## The exercise
Print all the records exactly, please.

## Exercise materials

══════════

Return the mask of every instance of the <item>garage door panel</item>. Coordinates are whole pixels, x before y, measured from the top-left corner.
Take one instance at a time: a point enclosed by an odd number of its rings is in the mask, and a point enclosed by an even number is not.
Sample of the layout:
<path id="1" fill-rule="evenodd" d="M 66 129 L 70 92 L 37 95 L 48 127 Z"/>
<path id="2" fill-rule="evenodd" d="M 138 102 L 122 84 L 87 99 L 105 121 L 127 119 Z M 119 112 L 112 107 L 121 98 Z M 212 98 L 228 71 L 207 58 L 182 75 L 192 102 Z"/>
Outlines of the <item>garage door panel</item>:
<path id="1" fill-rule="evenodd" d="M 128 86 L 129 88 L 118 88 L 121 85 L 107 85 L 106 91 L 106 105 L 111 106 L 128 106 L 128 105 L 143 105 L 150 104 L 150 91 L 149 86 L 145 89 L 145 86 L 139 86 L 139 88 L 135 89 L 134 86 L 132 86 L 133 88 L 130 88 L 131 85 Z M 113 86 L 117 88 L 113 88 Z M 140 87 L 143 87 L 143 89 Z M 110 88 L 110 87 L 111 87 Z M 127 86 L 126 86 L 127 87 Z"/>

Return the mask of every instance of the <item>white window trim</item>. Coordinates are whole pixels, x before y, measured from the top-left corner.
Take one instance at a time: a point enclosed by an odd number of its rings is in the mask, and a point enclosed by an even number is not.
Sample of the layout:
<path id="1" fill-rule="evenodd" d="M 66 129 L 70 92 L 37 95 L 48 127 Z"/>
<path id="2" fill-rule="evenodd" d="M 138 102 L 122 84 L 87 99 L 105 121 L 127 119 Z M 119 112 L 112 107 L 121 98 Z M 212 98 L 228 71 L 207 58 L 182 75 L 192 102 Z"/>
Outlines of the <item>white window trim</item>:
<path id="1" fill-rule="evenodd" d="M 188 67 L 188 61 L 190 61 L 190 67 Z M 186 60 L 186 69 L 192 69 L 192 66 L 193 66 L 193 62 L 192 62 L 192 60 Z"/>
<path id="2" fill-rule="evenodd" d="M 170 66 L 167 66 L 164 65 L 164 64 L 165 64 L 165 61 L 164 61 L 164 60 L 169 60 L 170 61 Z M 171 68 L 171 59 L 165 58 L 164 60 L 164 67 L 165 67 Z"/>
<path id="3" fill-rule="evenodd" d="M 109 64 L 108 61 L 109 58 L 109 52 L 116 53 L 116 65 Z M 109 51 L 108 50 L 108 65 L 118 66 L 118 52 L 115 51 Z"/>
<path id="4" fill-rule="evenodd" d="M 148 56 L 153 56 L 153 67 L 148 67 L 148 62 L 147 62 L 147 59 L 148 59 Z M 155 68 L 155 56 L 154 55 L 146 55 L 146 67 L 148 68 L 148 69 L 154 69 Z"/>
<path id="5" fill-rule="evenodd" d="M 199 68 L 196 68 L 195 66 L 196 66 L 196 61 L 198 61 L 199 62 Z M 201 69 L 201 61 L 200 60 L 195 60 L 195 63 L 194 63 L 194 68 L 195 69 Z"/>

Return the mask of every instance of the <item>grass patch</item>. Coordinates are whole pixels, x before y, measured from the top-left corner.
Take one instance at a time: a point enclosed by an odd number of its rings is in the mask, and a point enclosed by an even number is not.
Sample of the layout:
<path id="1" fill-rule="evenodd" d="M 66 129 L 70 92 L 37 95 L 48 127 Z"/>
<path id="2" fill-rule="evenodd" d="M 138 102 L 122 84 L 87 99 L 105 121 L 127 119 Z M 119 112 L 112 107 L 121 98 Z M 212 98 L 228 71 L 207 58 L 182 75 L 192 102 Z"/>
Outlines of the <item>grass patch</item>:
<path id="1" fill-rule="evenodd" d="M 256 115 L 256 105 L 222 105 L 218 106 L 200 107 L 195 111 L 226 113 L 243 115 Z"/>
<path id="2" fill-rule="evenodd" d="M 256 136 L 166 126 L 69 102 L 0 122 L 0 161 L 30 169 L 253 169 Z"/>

══════════

## Finished answer
Return the mask of every instance of the <item>garage door panel</item>. Coordinates are whole pixels, x before y, measured from the top-left corner.
Take one instance at a time: a point enclosed by an odd number of its rings is in the mask, and a point enclosed by an even number is not.
Sample of the layout:
<path id="1" fill-rule="evenodd" d="M 66 129 L 70 92 L 37 95 L 48 127 Z"/>
<path id="2" fill-rule="evenodd" d="M 138 102 L 122 84 L 87 99 L 105 121 L 127 119 Z M 119 112 L 112 107 L 121 98 Z M 212 98 L 228 71 L 207 58 L 182 75 L 192 102 Z"/>
Outlines of the <item>garage door panel</item>:
<path id="1" fill-rule="evenodd" d="M 128 86 L 129 88 L 118 88 L 121 85 L 107 85 L 106 91 L 106 105 L 111 106 L 128 106 L 128 105 L 143 105 L 150 104 L 150 91 L 149 86 L 145 89 L 145 86 L 139 86 L 139 88 L 135 89 L 134 86 L 132 86 L 133 88 L 130 88 L 131 85 Z M 113 86 L 117 88 L 113 88 Z M 140 87 L 143 87 L 143 89 Z M 110 88 L 110 87 L 111 87 Z M 127 86 L 126 86 L 127 87 Z"/>

Return the mask of every instance of the <item>white window trim</item>. Coordinates are whole pixels, x before y, measured from the top-left corner.
Take one instance at a time: a point enclosed by an odd number of its rings is in the mask, and a point enclosed by an even number is not.
Sample of the layout:
<path id="1" fill-rule="evenodd" d="M 66 129 L 70 92 L 37 95 L 48 127 Z"/>
<path id="2" fill-rule="evenodd" d="M 138 102 L 122 84 L 87 99 L 105 121 L 127 119 Z M 119 112 L 112 107 L 121 98 Z M 212 98 L 228 71 L 207 58 L 182 75 L 192 102 Z"/>
Outlines of the <item>white window trim</item>:
<path id="1" fill-rule="evenodd" d="M 188 67 L 188 61 L 190 61 L 190 67 Z M 186 60 L 186 69 L 192 69 L 192 66 L 193 66 L 193 62 L 192 62 L 192 60 Z"/>
<path id="2" fill-rule="evenodd" d="M 170 66 L 167 66 L 164 65 L 164 64 L 165 64 L 165 61 L 164 61 L 164 60 L 169 60 L 170 61 Z M 171 68 L 171 59 L 165 58 L 164 60 L 164 67 L 165 67 Z"/>
<path id="3" fill-rule="evenodd" d="M 109 64 L 108 61 L 109 58 L 109 52 L 116 53 L 116 65 Z M 109 51 L 108 50 L 108 65 L 118 66 L 118 52 L 115 51 Z"/>
<path id="4" fill-rule="evenodd" d="M 148 56 L 153 56 L 153 67 L 148 67 L 148 62 L 147 62 L 147 59 L 148 59 Z M 155 68 L 155 56 L 154 55 L 146 55 L 146 67 L 148 68 L 148 69 L 154 69 Z"/>
<path id="5" fill-rule="evenodd" d="M 199 68 L 196 68 L 195 66 L 196 66 L 196 61 L 198 61 L 199 62 Z M 201 69 L 201 61 L 200 60 L 195 60 L 195 63 L 194 63 L 194 68 L 195 69 Z"/>

Return the mask of every instance of the <item>grass patch</item>. Coordinates are whole pixels, x before y, measured from the top-left corner.
Take one instance at a time: a point enclosed by an odd number of its rings is in the mask, and a point enclosed by an even number is not.
Sample of the layout:
<path id="1" fill-rule="evenodd" d="M 66 129 L 70 92 L 37 95 L 48 127 Z"/>
<path id="2" fill-rule="evenodd" d="M 138 102 L 122 84 L 87 99 L 105 121 L 127 119 Z M 119 112 L 112 107 L 121 98 Z M 212 98 L 228 71 L 207 58 L 182 75 L 192 102 Z"/>
Outlines of the <item>grass patch</item>:
<path id="1" fill-rule="evenodd" d="M 256 115 L 256 105 L 222 105 L 218 106 L 200 107 L 195 111 L 226 113 L 243 115 Z"/>
<path id="2" fill-rule="evenodd" d="M 256 136 L 166 126 L 69 102 L 0 122 L 0 161 L 30 169 L 253 169 Z"/>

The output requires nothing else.